**EXERCISE DESCRIPTION**
What you return must match every record word for word.

BEGIN DATA IN THIS EXERCISE

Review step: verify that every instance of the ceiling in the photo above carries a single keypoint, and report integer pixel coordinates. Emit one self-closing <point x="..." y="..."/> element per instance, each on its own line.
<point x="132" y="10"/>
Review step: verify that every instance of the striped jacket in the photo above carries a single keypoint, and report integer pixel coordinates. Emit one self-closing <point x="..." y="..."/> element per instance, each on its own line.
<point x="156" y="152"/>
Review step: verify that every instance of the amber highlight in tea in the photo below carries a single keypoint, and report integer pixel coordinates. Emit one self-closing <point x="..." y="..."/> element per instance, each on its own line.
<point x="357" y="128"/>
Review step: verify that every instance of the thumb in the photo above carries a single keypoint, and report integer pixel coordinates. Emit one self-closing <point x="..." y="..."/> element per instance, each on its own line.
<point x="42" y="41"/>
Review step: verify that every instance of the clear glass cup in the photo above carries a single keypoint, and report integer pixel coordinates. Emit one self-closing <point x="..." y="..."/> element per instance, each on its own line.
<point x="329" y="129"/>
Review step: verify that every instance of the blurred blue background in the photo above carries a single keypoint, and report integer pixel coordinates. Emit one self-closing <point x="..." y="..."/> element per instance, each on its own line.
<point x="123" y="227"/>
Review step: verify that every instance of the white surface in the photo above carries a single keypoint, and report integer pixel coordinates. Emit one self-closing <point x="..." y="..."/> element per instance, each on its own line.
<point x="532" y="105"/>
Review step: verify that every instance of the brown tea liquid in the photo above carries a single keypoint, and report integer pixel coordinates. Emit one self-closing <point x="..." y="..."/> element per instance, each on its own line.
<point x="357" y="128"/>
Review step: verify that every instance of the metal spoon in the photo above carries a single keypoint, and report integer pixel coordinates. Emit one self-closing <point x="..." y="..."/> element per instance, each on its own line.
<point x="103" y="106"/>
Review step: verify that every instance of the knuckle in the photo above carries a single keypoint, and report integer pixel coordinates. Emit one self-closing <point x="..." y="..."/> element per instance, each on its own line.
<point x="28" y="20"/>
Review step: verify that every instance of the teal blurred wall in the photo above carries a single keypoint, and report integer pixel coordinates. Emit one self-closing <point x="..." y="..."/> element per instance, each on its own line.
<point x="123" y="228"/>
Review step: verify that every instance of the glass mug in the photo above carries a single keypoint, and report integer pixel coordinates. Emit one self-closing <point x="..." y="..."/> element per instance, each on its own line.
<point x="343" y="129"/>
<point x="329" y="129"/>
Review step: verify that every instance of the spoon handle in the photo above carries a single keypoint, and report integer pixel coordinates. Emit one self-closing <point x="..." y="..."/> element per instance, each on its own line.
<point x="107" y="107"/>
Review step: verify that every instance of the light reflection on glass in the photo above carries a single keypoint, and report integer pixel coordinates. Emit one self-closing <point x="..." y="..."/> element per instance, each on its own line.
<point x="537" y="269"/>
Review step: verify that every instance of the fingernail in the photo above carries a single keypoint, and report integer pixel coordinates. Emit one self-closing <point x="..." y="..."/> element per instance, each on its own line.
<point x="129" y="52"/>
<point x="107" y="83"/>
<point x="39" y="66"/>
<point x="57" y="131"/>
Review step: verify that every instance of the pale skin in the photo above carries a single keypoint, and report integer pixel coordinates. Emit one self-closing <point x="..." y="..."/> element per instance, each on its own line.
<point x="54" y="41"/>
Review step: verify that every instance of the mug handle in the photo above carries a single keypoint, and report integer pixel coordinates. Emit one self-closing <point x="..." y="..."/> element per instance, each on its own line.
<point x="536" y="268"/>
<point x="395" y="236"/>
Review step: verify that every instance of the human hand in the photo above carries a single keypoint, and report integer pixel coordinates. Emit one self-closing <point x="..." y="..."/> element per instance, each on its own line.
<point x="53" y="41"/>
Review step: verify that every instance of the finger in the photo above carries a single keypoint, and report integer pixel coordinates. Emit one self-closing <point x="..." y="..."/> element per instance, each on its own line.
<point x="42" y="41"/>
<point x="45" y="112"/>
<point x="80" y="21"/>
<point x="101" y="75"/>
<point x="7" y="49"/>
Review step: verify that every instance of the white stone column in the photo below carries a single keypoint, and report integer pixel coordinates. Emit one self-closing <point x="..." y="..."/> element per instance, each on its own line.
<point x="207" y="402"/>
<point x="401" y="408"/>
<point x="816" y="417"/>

END DATA IN THIS EXERCISE

**EXPECTED OUTPUT**
Review step: verify that every instance of the ceiling in the photo above carries a single keypoint, and report integer pixel coordinates. Emit one self-closing <point x="..." y="..."/> element per instance, each on its own line.
<point x="132" y="10"/>
Review step: verify that every instance of the striped jacket in the photo above carries a single keypoint, and report integer pixel coordinates. Emit one self-closing <point x="..." y="..."/> element per instance, each on its own line.
<point x="156" y="152"/>
Review step: verify that every instance of the amber highlight in tea in the photo below carries a single keypoint, and report integer pixel coordinates. Emit one self-closing <point x="..." y="..."/> element per instance, each on its own line.
<point x="357" y="128"/>
Review step: verify that every instance of the thumb in the photo above carries a single keypoint, and report integer pixel coordinates. Emit one self-closing <point x="..." y="..."/> element per instance, each on its own line.
<point x="42" y="41"/>
Review step: verify that every instance of the clear glass cup in the photo above carries a single keypoint, and report integer pixel coordinates. Emit one self-closing <point x="..." y="..."/> element per instance, each on its own line.
<point x="329" y="129"/>
Review step: verify that every instance of the blurred blue background in the photo above carries a single keypoint, and report integer pixel coordinates. Emit one self-closing <point x="..." y="..."/> element per instance, each on its own line.
<point x="123" y="227"/>
Review step: verify that every instance of the white surface in the photo above carries a single keypoint, and report integer pixel coordinates. Emit one self-closing <point x="..." y="..."/> element per instance, each on its own line.
<point x="532" y="105"/>
Review step: verify that every instance of the brown tea liquid in the photo above carries a single keypoint, and report integer pixel coordinates. Emit one self-closing <point x="..." y="..."/> element per instance, each on its own line.
<point x="357" y="128"/>
Review step: verify that every instance of the metal spoon in the photo above carries a single keypoint, and report integer pixel coordinates. Emit one self-closing <point x="..." y="..."/> element per instance, each on its own line.
<point x="103" y="106"/>
Review step: verify that every instance of the knuckle in the photo above carries a single keypoint, and report integer pixel coordinates. Emit one self-closing <point x="..." y="..."/> element per instance, each on its own line.
<point x="28" y="20"/>
Review step: verify that every instance of the teal blurred wall in the photo above carries a single keypoint, and report integer pixel coordinates. Emit one self-closing <point x="..." y="..."/> element per instance, each on its own line.
<point x="123" y="228"/>
Review step: verify that every instance of the glass mug in the photo above carries a single keypoint, and report integer pixel coordinates. Emit one self-closing <point x="..." y="..."/> element per instance, each on its own line.
<point x="343" y="129"/>
<point x="329" y="129"/>
Review step: verify that every instance of the spoon handle in the photo above carries a single keypoint, and report integer pixel coordinates. Emit one self-closing <point x="..." y="..."/> element per instance, each on its own line.
<point x="107" y="107"/>
Review step: verify that every instance of the light reflection on glass in the photo above carries a single keypoint, and report integer pixel coordinates. Emit one self-closing <point x="..." y="..."/> element per instance, each on its own line.
<point x="537" y="269"/>
Review step: verify that every instance of the fingernail in the photo above carries a single keypoint, and report integer pixel coordinates. Emit one self-closing <point x="..." y="..."/> element per instance, each on its own line.
<point x="129" y="52"/>
<point x="107" y="83"/>
<point x="39" y="66"/>
<point x="57" y="131"/>
Review step: verify that every instance of the pale skin in the photo above carries a single keypoint, and report integer pixel coordinates. Emit one self-closing <point x="..." y="..."/> element per instance, each on its own line.
<point x="54" y="41"/>
Review step: verify that every instance of the mug handle in the photo above carries a single keypoint, and report integer pixel coordinates. Emit one self-closing <point x="..." y="..."/> element per instance, each on its own line.
<point x="536" y="268"/>
<point x="395" y="236"/>
Review step: verify that every instance of the human hand in the photo above carries a single keypoint, and report integer pixel coordinates. Emit one self-closing <point x="..." y="..."/> element per instance, each on its own line.
<point x="53" y="41"/>
Review step: verify that every instance of the finger in the photo above carries a single keypoint, and report integer pixel coordinates. Emit one self-closing <point x="..." y="..."/> element per instance, each on its own line.
<point x="42" y="41"/>
<point x="45" y="112"/>
<point x="80" y="21"/>
<point x="101" y="75"/>
<point x="7" y="49"/>
Review step: verify that every instance of the white stone column in the photo below carries a single keypoint, and report integer pixel coordinates. Emit one self-closing <point x="..." y="..."/> element per instance, each on its own line.
<point x="207" y="402"/>
<point x="401" y="408"/>
<point x="816" y="417"/>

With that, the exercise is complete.